EXERCISE GOAL: Return the records below from the line containing "If you could mark the kitchen" onward, exactly, through and including the last line.

Excerpts from point annotation data
____
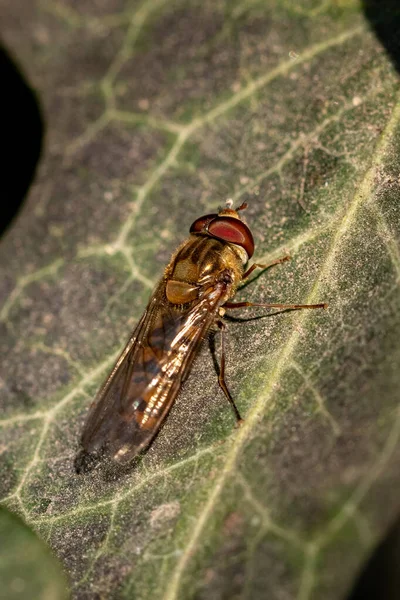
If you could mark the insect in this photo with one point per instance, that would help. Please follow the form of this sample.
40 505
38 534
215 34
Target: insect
191 298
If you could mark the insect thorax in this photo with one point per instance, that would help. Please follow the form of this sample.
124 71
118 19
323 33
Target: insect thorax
199 262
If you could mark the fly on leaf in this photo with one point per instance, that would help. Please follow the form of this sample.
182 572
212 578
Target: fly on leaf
191 298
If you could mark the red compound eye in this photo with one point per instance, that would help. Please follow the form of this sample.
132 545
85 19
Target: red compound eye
201 223
234 231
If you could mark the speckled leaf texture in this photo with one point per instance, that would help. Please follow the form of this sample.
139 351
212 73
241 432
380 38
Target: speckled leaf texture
27 567
156 113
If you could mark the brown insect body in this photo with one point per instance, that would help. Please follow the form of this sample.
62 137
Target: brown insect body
196 289
203 274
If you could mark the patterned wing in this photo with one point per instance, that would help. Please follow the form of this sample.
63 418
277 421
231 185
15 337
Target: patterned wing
141 388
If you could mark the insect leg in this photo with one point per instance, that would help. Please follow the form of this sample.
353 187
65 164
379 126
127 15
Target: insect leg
221 376
278 261
283 306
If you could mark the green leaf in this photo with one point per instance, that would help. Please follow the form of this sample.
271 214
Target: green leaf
156 114
27 567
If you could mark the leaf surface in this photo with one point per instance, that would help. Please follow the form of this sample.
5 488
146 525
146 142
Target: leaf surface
156 114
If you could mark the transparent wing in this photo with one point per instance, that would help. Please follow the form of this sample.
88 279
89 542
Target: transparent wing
137 395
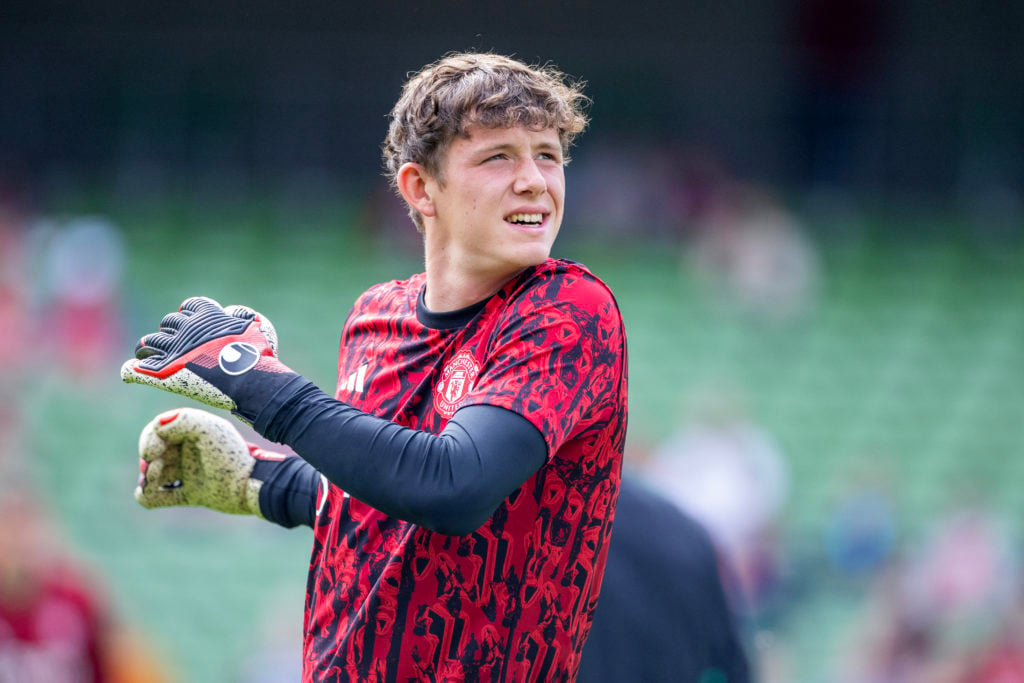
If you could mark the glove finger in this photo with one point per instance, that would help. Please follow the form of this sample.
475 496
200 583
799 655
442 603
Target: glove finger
195 305
151 444
172 322
155 497
239 310
154 343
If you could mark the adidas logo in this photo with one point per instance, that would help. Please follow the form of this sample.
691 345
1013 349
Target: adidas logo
355 380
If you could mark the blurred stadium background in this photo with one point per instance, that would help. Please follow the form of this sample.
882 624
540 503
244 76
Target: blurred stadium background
811 213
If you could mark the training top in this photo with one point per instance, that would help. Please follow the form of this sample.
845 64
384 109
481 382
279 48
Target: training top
390 600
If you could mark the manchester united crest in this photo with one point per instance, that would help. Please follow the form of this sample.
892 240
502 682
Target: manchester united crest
457 381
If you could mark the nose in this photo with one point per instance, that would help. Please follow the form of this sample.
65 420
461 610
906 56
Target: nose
528 179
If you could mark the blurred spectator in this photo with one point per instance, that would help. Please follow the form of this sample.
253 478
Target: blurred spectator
52 623
81 316
860 528
13 291
755 254
728 472
965 578
664 613
55 625
841 48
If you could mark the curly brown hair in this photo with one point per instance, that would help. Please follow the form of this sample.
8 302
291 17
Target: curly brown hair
442 99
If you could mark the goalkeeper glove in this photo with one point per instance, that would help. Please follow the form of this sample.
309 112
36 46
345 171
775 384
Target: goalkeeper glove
224 357
193 458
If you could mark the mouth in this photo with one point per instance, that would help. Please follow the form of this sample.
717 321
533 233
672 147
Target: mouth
526 219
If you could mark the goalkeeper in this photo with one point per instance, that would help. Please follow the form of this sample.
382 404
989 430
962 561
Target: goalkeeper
461 481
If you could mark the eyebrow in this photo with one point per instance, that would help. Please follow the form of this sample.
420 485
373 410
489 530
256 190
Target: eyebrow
506 146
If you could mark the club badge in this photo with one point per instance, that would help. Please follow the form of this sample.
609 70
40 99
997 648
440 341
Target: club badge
457 381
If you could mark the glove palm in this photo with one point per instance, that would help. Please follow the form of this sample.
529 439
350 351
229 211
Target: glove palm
189 457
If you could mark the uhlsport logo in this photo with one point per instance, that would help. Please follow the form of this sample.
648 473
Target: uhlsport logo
238 357
457 380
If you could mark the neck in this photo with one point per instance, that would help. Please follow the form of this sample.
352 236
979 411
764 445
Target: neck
451 290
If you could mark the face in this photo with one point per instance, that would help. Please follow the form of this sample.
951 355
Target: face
500 207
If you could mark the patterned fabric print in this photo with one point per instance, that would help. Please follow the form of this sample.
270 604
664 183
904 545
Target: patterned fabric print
513 601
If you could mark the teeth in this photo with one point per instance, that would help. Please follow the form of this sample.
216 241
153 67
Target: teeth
525 218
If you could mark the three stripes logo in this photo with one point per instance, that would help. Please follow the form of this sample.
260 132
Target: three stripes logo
356 380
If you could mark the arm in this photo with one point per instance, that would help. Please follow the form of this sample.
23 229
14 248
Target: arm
450 482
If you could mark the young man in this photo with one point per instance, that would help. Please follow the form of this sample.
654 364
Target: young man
461 482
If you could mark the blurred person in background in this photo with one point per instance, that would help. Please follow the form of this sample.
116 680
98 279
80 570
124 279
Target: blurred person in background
664 613
54 625
462 481
84 266
755 255
730 474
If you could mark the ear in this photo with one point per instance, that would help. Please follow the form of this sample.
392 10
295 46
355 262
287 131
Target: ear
416 186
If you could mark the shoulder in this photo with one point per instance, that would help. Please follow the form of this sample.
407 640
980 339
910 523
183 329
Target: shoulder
389 295
563 284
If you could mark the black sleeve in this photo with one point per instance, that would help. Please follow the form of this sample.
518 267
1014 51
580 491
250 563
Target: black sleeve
450 482
288 496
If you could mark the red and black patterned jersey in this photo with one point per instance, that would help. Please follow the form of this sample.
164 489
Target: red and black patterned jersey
389 600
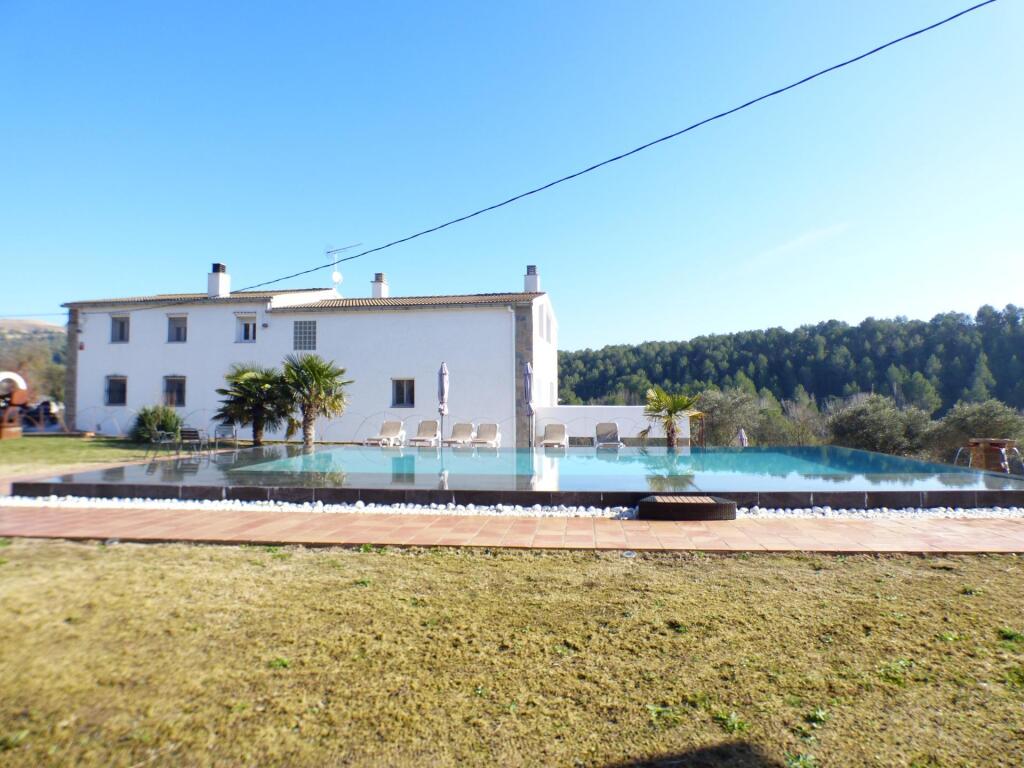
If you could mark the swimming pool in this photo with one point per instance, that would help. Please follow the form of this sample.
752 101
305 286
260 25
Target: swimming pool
707 470
770 476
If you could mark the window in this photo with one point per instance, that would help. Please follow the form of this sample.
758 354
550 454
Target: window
402 392
117 390
174 391
177 329
119 330
304 335
245 328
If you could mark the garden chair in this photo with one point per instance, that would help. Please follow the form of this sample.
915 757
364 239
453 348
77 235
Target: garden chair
487 435
428 434
225 432
391 434
555 435
194 438
462 434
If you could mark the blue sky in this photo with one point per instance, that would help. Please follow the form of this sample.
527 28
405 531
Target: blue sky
141 141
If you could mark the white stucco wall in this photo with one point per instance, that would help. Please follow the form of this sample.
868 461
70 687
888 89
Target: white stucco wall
545 353
477 343
581 421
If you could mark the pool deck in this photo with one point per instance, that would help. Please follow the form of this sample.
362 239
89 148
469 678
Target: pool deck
932 536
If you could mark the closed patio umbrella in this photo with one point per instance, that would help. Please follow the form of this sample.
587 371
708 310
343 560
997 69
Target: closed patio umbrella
442 385
527 395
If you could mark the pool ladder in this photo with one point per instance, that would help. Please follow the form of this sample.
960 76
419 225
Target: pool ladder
1007 457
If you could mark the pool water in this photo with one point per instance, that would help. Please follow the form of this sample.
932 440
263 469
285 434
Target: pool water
707 470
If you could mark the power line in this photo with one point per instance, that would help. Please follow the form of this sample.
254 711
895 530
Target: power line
33 314
616 158
634 151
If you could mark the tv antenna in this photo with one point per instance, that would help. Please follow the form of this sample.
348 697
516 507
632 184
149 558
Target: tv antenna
336 275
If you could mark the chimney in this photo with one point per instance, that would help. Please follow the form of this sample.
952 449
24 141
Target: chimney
218 282
531 283
379 286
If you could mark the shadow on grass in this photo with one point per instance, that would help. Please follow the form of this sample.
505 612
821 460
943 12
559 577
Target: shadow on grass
733 755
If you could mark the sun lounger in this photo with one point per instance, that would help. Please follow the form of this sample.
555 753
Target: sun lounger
462 434
555 436
606 435
193 438
487 435
391 434
428 435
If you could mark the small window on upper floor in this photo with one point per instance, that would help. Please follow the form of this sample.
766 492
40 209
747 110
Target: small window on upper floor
177 329
304 335
245 328
117 390
119 330
402 392
174 391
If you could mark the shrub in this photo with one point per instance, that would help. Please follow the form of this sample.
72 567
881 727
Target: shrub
725 413
155 419
967 420
877 424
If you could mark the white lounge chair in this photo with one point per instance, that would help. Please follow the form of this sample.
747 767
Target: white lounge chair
555 436
487 435
391 434
462 434
606 435
428 434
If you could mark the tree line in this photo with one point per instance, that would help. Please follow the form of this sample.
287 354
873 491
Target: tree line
927 365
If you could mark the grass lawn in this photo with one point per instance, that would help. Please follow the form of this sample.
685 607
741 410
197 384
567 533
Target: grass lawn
34 455
182 654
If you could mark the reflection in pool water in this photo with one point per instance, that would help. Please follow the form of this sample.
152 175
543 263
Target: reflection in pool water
574 469
626 469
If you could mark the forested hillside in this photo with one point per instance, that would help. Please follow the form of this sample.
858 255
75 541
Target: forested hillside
931 365
37 351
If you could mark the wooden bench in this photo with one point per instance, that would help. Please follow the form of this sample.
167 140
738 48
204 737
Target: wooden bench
684 507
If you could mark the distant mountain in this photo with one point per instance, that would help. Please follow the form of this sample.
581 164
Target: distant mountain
18 327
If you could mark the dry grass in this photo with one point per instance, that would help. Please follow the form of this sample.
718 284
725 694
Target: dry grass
36 455
199 655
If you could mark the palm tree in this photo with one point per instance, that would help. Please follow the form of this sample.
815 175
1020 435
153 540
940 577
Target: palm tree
668 410
316 387
254 395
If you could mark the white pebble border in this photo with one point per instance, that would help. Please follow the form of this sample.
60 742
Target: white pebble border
75 502
617 513
883 513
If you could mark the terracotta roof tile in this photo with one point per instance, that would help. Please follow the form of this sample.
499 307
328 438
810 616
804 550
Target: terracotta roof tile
186 297
401 302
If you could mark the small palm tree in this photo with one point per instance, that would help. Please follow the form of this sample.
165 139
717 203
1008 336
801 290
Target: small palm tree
316 387
668 410
254 395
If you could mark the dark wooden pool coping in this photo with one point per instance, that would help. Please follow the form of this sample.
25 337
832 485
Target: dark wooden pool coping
771 499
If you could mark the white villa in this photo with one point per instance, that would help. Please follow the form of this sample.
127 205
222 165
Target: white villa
175 348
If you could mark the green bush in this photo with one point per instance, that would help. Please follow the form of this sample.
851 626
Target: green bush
155 419
967 420
877 424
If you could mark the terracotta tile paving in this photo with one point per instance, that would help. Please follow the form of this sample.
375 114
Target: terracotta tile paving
426 529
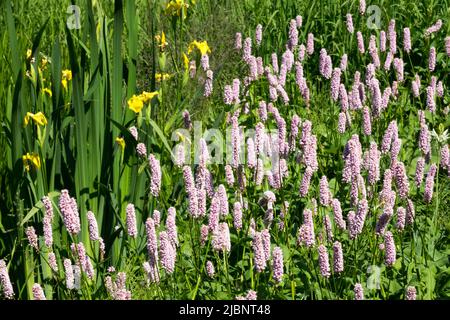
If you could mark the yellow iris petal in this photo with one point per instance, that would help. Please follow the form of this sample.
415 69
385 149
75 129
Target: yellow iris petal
121 143
33 159
135 103
174 7
39 118
185 61
47 91
67 74
201 46
162 76
147 96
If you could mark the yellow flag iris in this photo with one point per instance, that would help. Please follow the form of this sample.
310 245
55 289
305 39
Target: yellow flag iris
185 61
202 46
135 103
66 76
174 7
31 159
162 76
39 118
147 96
121 143
161 39
47 91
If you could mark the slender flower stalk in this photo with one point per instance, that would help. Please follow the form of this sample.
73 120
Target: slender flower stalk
5 281
338 257
359 293
277 264
38 293
131 221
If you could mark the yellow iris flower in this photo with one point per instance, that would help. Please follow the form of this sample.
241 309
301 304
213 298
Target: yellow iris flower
147 96
162 76
39 118
47 91
33 159
202 46
135 103
185 61
66 76
174 7
161 39
121 143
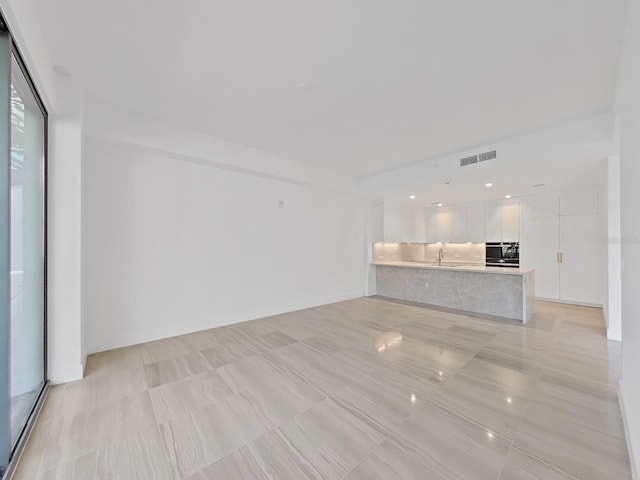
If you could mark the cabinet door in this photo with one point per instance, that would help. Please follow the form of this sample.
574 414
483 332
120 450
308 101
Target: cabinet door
511 222
582 250
410 226
431 217
444 226
377 223
476 228
539 247
459 225
421 225
493 220
395 223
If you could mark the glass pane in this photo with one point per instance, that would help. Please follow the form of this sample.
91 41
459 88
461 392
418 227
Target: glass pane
27 250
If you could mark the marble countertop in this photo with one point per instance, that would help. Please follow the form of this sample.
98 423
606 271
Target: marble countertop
456 267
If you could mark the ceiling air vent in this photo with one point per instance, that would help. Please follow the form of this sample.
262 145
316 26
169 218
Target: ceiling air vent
468 160
492 155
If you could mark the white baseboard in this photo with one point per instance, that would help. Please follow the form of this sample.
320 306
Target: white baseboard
567 302
627 434
66 373
139 337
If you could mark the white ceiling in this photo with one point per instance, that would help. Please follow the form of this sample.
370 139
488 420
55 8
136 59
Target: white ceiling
568 158
357 86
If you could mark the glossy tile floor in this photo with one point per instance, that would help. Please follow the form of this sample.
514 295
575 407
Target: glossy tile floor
363 389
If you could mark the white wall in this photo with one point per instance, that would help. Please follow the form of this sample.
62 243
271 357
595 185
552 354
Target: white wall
613 307
628 109
177 243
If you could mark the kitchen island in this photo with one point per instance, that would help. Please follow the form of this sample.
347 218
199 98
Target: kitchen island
495 291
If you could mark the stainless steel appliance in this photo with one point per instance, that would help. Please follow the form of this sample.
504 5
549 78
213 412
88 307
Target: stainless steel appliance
503 254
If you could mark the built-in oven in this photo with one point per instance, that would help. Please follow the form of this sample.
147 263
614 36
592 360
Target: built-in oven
503 254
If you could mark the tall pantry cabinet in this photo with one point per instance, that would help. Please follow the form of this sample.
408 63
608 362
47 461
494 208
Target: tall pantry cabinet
560 238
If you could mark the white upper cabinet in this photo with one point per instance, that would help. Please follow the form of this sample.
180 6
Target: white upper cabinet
444 226
511 222
539 207
476 228
493 221
377 222
395 223
458 225
581 250
579 204
431 220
____
FINAL RESULT:
If you could mark the kitchen island in this photo with one point per instance, that would help. Please follow the form of this sample.
347 218
199 98
Target: kitchen island
495 291
If you could mark the stainless steel appliance in this photo with one point per instance, that would help. Please follow the form of this sample.
504 5
549 78
213 412
88 307
Target: stainless steel appliance
503 254
If you could mark the built-in oven in this photo with one point per instance, that would help. Please follow the form of this sample.
147 263
614 36
592 360
Target: built-in oven
503 254
If you could mark the tall pantry cabinet in this photo with one point per instance, that would help. Please follow the form of this sample.
408 63
608 362
47 461
494 208
Target: tall pantry cabinet
560 238
If you could mark the white upper cabinet in this photo with one point per instance, that would help. Please follow the form of this sample.
180 6
Target: white upper cabinet
444 226
511 222
539 207
476 228
493 221
377 222
395 223
458 225
581 250
579 204
431 220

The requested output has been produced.